Reproduce the material below word for word, from its beginning through the line that contains "x=250, y=270", including that line. Leave the pictures out.

+++ DATA EXCERPTS +++

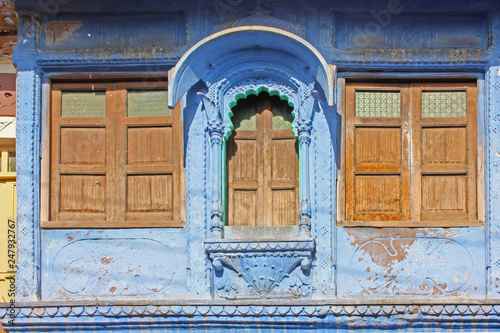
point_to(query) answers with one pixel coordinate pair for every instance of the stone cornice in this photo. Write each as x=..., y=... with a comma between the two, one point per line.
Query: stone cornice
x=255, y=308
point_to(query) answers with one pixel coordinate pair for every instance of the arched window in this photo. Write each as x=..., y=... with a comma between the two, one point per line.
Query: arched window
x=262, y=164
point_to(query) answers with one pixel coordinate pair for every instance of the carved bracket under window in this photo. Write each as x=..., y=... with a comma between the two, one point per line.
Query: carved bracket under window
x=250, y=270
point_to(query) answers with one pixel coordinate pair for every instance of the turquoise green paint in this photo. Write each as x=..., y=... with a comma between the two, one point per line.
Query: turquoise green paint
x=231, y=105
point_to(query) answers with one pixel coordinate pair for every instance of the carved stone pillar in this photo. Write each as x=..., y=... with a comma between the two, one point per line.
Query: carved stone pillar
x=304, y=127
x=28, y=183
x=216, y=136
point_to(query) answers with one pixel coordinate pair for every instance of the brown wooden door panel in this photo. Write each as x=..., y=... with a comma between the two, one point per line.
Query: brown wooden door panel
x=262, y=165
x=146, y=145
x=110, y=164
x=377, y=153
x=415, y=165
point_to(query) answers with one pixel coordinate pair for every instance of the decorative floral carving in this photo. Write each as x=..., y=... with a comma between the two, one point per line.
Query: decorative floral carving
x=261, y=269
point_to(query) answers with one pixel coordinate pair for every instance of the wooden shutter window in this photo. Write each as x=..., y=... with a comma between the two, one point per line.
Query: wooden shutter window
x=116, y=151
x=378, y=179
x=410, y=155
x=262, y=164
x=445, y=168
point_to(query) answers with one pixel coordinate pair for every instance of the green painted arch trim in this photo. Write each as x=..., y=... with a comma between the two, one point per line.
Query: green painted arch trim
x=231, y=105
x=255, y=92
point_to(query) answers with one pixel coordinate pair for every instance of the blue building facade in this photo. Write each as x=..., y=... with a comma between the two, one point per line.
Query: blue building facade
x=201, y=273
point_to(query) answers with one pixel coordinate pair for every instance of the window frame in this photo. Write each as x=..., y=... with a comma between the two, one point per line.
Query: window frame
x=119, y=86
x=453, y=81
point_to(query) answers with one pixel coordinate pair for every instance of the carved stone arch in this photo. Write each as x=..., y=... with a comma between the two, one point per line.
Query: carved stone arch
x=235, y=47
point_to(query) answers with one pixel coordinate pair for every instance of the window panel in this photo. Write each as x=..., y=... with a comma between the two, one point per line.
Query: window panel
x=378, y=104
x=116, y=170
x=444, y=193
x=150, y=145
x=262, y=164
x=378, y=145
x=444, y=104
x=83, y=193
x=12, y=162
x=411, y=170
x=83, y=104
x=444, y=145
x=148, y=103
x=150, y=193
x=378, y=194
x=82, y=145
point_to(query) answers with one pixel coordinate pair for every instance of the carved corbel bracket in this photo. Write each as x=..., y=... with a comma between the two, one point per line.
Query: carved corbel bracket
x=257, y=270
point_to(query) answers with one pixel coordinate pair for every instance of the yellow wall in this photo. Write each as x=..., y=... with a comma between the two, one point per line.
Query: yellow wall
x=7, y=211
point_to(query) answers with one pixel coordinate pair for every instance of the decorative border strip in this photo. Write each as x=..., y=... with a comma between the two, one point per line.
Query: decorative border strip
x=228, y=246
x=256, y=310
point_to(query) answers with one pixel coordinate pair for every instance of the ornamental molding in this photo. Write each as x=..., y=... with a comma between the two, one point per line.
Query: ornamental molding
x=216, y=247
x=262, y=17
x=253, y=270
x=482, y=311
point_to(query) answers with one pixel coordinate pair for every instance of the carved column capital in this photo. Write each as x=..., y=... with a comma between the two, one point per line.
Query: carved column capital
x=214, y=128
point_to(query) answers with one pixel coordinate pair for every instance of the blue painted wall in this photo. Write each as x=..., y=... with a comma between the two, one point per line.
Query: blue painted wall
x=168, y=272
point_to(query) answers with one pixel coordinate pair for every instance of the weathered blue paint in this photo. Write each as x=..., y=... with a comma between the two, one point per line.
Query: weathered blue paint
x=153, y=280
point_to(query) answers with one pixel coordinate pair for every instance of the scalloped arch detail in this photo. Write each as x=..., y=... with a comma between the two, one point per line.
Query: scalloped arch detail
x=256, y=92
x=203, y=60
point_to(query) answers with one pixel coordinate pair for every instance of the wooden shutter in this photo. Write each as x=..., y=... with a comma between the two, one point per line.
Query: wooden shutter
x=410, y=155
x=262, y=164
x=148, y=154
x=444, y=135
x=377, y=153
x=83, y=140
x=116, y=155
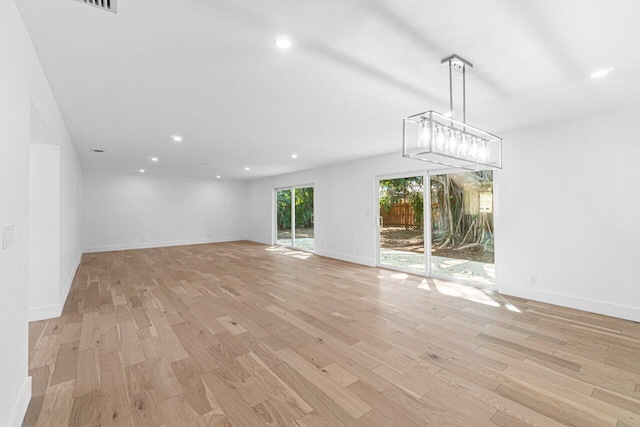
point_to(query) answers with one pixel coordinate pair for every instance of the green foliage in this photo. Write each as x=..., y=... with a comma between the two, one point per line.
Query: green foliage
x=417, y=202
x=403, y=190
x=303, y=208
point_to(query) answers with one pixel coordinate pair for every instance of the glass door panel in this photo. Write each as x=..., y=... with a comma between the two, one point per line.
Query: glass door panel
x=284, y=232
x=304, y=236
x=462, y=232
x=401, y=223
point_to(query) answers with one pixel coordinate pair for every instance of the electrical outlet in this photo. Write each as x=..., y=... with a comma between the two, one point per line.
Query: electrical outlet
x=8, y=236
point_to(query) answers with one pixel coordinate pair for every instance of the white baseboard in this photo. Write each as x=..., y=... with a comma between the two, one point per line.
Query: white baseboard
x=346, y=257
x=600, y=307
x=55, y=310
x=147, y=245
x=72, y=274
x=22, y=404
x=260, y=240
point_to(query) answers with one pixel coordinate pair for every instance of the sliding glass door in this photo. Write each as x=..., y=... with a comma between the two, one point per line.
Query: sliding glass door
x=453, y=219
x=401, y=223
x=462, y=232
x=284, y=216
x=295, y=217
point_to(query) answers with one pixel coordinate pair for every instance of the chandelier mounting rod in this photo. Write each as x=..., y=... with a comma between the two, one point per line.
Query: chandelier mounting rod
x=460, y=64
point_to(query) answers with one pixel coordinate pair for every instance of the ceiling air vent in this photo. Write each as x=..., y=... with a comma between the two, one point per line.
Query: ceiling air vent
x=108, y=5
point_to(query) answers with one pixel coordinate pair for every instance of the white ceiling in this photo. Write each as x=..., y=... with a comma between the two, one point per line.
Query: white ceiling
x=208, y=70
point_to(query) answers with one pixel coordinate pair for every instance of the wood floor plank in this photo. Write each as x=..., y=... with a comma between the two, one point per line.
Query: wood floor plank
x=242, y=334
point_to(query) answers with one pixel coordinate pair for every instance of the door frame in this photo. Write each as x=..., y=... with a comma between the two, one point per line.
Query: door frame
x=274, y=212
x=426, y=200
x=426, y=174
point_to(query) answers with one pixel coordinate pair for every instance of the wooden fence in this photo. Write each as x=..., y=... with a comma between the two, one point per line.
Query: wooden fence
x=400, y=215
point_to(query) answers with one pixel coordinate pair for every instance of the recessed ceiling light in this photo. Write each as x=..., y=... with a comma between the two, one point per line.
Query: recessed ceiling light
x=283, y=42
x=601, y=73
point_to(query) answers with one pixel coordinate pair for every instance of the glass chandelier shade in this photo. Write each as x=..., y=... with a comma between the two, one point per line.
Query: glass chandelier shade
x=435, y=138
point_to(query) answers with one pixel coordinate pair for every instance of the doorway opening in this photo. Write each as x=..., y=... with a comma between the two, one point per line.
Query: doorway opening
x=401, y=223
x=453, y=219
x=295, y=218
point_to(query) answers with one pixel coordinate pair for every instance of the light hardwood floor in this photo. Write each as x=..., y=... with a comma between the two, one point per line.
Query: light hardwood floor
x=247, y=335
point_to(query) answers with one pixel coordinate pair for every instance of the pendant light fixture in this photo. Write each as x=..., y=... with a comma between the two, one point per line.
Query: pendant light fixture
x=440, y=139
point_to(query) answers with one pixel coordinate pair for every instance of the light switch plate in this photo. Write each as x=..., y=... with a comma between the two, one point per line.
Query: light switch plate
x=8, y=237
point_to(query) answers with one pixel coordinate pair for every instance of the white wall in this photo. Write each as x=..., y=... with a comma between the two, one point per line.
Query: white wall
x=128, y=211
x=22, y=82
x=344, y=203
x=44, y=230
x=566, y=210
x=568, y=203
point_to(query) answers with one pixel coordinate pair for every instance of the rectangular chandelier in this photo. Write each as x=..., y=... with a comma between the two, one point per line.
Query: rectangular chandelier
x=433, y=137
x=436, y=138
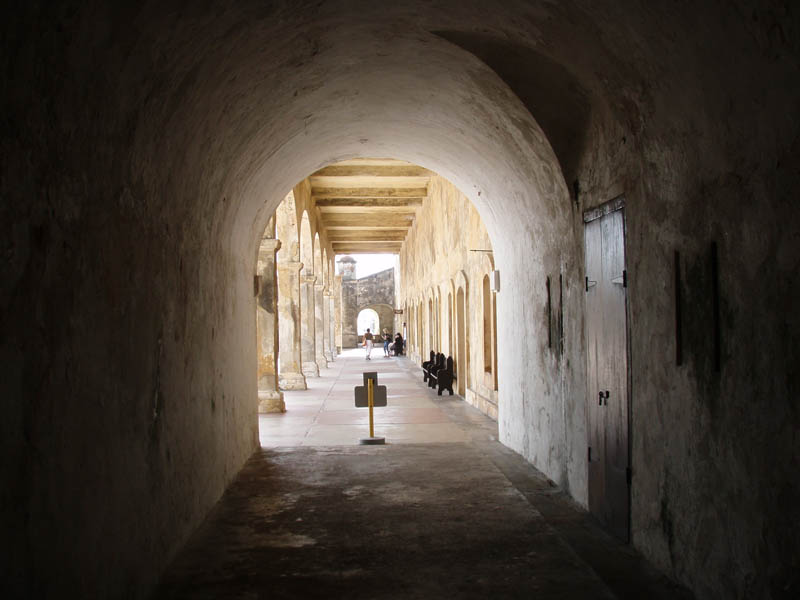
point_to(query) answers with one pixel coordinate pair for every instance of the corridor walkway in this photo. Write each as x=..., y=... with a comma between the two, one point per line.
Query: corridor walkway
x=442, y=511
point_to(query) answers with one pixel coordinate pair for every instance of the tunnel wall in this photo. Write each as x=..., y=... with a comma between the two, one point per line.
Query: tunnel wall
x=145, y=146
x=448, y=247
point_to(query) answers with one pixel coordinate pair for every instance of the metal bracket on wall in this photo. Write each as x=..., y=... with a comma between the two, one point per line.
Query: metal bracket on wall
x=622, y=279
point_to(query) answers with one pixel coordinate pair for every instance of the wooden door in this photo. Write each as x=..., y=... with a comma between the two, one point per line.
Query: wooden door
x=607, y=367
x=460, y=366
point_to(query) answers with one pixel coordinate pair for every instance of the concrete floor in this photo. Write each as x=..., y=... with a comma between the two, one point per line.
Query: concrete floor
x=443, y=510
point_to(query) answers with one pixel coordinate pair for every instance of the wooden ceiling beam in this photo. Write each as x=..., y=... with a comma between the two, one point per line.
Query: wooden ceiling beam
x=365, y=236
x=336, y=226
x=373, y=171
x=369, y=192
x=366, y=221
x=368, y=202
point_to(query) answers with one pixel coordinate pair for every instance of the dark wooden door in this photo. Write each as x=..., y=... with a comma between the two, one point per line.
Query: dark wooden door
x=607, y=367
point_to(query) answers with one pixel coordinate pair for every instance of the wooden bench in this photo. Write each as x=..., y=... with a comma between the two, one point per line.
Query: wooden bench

+++

§ REPLY
point_to(query) answers with one pixel coordinate pair for every instance of the stone cornice in this photo. Write each as x=..., y=... with a comma between the two, one point per line.
Query: stone cornice
x=255, y=308
point_to(query) answers with one pixel coordinate pair for every instance of the arched window in this photo. Write each as x=..., y=... with a comma between the two, one point per line.
Query: arched window
x=262, y=164
point_to(query) answers with one pixel coordinate pair for every instance of the carved bracket under window in this photo. Write each as x=..., y=... with a comma between the two, one point per line.
Query: carved bracket under window
x=250, y=270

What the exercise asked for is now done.